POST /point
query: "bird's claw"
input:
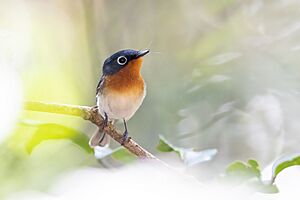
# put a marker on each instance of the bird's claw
(124, 137)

Written problem: Please reproduce every item above word for word, leaving out the pictures.

Response:
POST /point
query: "bird's claw"
input:
# put a marker on each instance of the bird's claw
(124, 137)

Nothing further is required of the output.